[Dataset items]
# # # #
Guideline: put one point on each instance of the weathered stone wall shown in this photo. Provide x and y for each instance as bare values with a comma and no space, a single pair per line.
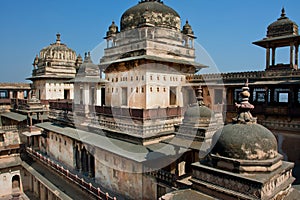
123,175
61,148
146,88
6,182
# # # #
▸ Goal:
Please render every line of the entries above as a numbered list, skipping blank lines and leaving the pictures out.

▸ Task output:
1. Guideline: put one point on each instance of the weathered stone wall shown in this photo. Provide x and y for each instance as bare values with a comma and no space, a single pair per line.
2. 123,175
3. 61,148
4. 146,88
5. 6,182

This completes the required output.